#### PROBLEM DETAILS
Locate every line in the items below that contains the word "banner" and copy each of those lines.
---
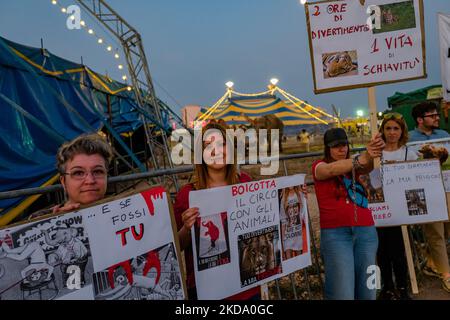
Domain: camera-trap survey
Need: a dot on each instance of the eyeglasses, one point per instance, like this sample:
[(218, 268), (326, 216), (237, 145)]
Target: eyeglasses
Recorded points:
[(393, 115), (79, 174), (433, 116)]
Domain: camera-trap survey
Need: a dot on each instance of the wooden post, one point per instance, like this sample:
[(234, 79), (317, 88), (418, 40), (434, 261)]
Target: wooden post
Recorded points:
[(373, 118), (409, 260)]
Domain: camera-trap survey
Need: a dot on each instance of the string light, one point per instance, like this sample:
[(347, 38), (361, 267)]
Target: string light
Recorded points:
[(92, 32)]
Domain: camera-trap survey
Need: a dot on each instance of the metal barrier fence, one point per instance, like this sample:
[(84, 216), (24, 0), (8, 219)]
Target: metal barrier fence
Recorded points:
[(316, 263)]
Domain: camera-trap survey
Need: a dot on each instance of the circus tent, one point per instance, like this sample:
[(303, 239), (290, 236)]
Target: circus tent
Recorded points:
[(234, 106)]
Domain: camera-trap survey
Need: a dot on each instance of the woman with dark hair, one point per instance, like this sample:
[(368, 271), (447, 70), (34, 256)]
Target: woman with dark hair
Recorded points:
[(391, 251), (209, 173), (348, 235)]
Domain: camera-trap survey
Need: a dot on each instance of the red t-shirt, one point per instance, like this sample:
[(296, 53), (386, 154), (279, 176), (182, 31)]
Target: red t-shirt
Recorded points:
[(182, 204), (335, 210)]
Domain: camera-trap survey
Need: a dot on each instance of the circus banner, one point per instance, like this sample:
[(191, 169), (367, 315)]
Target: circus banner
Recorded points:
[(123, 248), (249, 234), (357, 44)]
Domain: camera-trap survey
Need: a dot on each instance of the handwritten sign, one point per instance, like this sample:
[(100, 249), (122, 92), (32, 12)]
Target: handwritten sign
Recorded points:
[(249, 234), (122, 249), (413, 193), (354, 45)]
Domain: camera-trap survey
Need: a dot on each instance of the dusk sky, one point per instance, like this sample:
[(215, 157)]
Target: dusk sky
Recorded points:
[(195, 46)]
---
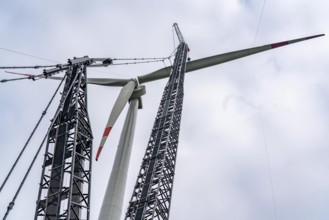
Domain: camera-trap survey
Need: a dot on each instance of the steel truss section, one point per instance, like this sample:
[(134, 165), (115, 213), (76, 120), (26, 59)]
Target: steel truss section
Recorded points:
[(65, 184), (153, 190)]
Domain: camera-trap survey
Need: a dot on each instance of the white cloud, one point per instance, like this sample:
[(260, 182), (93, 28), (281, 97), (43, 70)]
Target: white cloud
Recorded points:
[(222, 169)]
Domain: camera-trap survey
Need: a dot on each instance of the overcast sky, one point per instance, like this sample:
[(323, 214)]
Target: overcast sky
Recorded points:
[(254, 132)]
---
#### RESULT
Need: a dot on each instance of the circus banner, one point per instance, like this sample:
Target: circus banner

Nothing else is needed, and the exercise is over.